## GIVEN TASK
Copy the listing from the line with "detect_objects — Locates the specified white building" to the line with "left=196, top=264, right=261, bottom=315", both ends included and the requests kept, and shift every bounding-box coordinate in the answers by -97. Return only those lines.

## PROVIDED RECORDS
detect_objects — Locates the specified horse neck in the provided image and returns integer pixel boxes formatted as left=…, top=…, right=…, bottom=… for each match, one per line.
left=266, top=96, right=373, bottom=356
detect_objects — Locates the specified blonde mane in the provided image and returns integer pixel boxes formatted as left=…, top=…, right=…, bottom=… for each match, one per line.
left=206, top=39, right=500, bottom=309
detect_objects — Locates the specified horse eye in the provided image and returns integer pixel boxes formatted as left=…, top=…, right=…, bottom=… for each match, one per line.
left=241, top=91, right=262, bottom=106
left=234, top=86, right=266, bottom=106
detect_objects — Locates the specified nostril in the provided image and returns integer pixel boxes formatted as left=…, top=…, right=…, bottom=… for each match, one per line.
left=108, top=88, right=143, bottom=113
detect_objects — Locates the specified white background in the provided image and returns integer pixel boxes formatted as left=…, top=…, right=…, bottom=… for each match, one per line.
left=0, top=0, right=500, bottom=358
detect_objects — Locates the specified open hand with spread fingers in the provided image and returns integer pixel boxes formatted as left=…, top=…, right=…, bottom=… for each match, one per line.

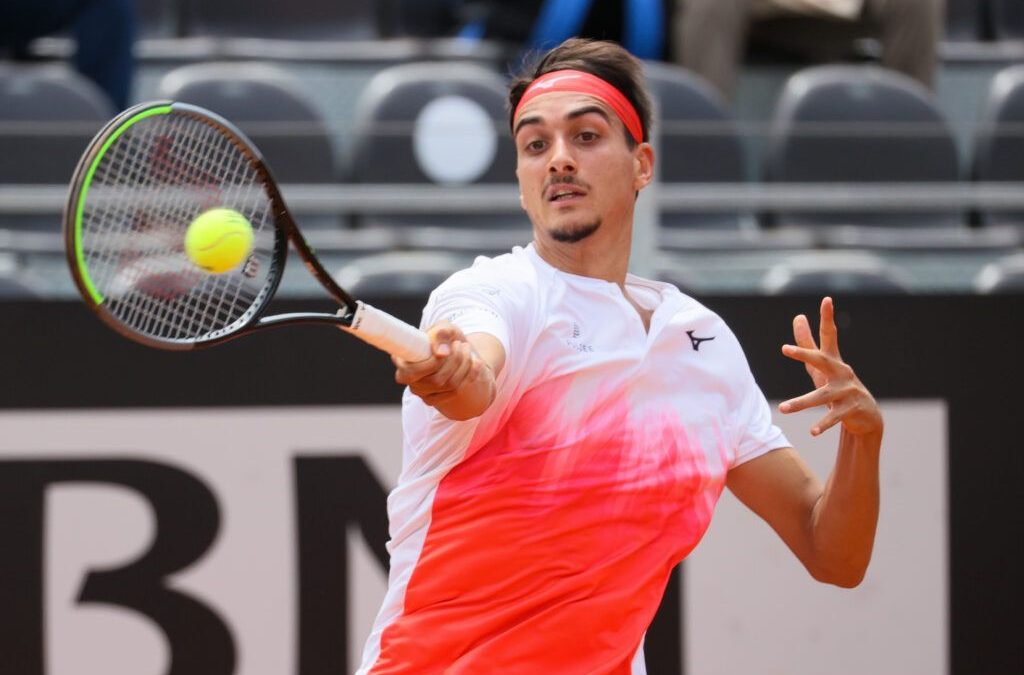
left=779, top=298, right=883, bottom=436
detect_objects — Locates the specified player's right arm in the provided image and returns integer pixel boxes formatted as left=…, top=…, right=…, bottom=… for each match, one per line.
left=391, top=321, right=505, bottom=420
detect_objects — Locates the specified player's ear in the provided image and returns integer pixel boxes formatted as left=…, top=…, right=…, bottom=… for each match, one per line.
left=633, top=143, right=654, bottom=191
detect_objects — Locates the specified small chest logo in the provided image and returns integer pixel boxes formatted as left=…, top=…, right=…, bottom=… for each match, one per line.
left=565, top=322, right=594, bottom=353
left=686, top=331, right=715, bottom=351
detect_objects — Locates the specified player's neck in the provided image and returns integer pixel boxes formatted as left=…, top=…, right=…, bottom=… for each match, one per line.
left=534, top=223, right=632, bottom=287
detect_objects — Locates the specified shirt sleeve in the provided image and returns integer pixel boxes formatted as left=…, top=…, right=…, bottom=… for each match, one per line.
left=420, top=267, right=513, bottom=354
left=729, top=325, right=790, bottom=468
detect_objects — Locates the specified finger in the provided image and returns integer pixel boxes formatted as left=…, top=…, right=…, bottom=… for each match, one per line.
left=445, top=342, right=473, bottom=391
left=778, top=386, right=836, bottom=414
left=415, top=342, right=462, bottom=394
left=793, top=314, right=818, bottom=349
left=811, top=404, right=851, bottom=436
left=427, top=322, right=466, bottom=356
left=391, top=356, right=441, bottom=385
left=818, top=297, right=839, bottom=356
left=782, top=344, right=833, bottom=371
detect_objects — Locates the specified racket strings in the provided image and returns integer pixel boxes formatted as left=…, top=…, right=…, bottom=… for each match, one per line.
left=81, top=113, right=280, bottom=341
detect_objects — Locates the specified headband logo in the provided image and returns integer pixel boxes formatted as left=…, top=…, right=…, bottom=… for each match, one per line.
left=530, top=75, right=580, bottom=89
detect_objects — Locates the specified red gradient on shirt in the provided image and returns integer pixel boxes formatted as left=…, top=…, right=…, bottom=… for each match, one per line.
left=371, top=377, right=725, bottom=675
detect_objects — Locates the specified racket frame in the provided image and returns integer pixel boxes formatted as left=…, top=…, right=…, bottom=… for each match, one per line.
left=63, top=100, right=362, bottom=350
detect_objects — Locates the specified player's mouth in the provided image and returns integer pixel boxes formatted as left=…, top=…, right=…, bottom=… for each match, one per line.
left=544, top=183, right=587, bottom=204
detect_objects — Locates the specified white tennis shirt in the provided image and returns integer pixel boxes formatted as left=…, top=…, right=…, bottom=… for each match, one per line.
left=357, top=245, right=790, bottom=675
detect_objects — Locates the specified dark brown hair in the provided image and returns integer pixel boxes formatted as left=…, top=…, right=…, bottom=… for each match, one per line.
left=509, top=38, right=650, bottom=147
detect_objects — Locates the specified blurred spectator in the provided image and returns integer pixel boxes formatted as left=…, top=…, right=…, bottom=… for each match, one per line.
left=673, top=0, right=945, bottom=98
left=0, top=0, right=135, bottom=110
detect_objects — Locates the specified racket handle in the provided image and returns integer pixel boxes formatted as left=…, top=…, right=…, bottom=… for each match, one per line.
left=342, top=301, right=430, bottom=363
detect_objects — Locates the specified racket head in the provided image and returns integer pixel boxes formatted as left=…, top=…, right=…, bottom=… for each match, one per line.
left=63, top=101, right=295, bottom=350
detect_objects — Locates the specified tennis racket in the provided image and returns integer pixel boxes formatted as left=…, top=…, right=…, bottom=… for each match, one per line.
left=63, top=101, right=430, bottom=362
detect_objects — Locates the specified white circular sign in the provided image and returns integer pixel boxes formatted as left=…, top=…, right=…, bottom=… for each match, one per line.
left=413, top=96, right=498, bottom=183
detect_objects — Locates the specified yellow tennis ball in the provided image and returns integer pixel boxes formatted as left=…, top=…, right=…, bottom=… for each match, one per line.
left=185, top=209, right=254, bottom=275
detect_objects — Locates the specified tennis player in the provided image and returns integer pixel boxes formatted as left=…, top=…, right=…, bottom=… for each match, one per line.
left=358, top=39, right=883, bottom=675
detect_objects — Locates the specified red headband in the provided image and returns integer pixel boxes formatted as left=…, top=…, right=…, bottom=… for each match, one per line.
left=512, top=71, right=643, bottom=143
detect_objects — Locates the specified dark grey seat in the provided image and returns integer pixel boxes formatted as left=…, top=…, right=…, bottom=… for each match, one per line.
left=972, top=65, right=1024, bottom=228
left=988, top=0, right=1024, bottom=40
left=0, top=65, right=115, bottom=233
left=944, top=0, right=986, bottom=42
left=348, top=62, right=530, bottom=252
left=158, top=62, right=361, bottom=242
left=0, top=252, right=40, bottom=300
left=974, top=253, right=1024, bottom=294
left=335, top=251, right=472, bottom=297
left=179, top=0, right=389, bottom=40
left=644, top=61, right=806, bottom=250
left=0, top=65, right=115, bottom=183
left=761, top=252, right=910, bottom=295
left=765, top=66, right=1008, bottom=249
left=158, top=62, right=338, bottom=183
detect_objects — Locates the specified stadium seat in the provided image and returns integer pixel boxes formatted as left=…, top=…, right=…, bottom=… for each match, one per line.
left=179, top=0, right=390, bottom=41
left=944, top=0, right=984, bottom=42
left=761, top=251, right=910, bottom=295
left=158, top=62, right=392, bottom=247
left=158, top=62, right=338, bottom=184
left=972, top=65, right=1024, bottom=229
left=0, top=252, right=40, bottom=300
left=348, top=62, right=530, bottom=252
left=0, top=65, right=114, bottom=233
left=974, top=253, right=1024, bottom=294
left=644, top=61, right=808, bottom=250
left=335, top=251, right=472, bottom=298
left=765, top=66, right=1013, bottom=249
left=988, top=0, right=1024, bottom=40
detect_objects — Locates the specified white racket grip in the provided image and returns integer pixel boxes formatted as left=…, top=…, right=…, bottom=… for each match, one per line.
left=342, top=301, right=430, bottom=363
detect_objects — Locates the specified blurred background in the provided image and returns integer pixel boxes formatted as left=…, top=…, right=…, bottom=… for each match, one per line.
left=0, top=0, right=1024, bottom=675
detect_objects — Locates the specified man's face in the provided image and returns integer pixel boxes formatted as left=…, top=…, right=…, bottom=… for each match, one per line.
left=513, top=91, right=650, bottom=242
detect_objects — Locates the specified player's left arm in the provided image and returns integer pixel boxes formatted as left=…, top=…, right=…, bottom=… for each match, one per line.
left=728, top=298, right=884, bottom=587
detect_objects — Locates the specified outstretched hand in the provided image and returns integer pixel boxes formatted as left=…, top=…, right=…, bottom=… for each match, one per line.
left=779, top=298, right=883, bottom=436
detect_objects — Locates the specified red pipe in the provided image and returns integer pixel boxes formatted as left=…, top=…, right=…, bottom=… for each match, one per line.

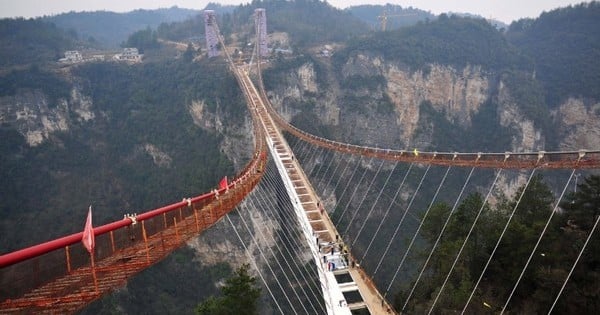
left=0, top=188, right=231, bottom=268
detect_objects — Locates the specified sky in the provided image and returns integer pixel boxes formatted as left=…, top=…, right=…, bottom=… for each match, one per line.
left=0, top=0, right=589, bottom=23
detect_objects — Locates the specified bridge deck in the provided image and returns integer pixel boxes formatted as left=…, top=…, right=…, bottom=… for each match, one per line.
left=238, top=71, right=395, bottom=314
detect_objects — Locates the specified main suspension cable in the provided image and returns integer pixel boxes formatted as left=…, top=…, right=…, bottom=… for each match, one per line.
left=461, top=168, right=536, bottom=314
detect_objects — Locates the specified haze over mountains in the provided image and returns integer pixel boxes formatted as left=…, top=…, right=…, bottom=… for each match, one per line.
left=0, top=1, right=600, bottom=313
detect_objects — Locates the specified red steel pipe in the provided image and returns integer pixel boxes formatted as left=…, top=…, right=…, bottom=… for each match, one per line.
left=0, top=188, right=231, bottom=268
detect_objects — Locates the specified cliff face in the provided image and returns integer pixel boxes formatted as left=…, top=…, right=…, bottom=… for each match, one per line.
left=0, top=87, right=96, bottom=146
left=269, top=54, right=600, bottom=156
left=555, top=98, right=600, bottom=150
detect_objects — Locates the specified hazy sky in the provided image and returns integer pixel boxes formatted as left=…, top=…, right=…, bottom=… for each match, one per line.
left=0, top=0, right=583, bottom=23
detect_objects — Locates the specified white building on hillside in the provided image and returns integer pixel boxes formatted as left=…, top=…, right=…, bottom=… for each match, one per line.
left=58, top=50, right=83, bottom=63
left=113, top=48, right=144, bottom=63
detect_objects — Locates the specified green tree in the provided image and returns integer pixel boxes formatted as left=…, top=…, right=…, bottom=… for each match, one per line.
left=196, top=264, right=261, bottom=315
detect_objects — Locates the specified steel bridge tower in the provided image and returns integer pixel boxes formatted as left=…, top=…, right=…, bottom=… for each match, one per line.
left=254, top=9, right=269, bottom=57
left=204, top=10, right=219, bottom=58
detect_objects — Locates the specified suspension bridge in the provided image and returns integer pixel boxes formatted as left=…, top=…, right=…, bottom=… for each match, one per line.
left=0, top=8, right=600, bottom=314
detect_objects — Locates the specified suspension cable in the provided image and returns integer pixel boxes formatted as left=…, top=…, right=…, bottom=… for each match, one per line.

## FULL SOLUTION
detect_objects — Locates the specified white building on hillside in the provided image and returns integer pixel boxes formatted as left=…, top=…, right=…, bottom=… for each match, one per line.
left=-39, top=-47, right=-14, bottom=-34
left=16, top=-49, right=47, bottom=-34
detect_objects — Locates the specified green tree in the provided image and returns integer pixel boxes formatted as left=…, top=…, right=…, bottom=… for each match, one per line.
left=99, top=167, right=164, bottom=218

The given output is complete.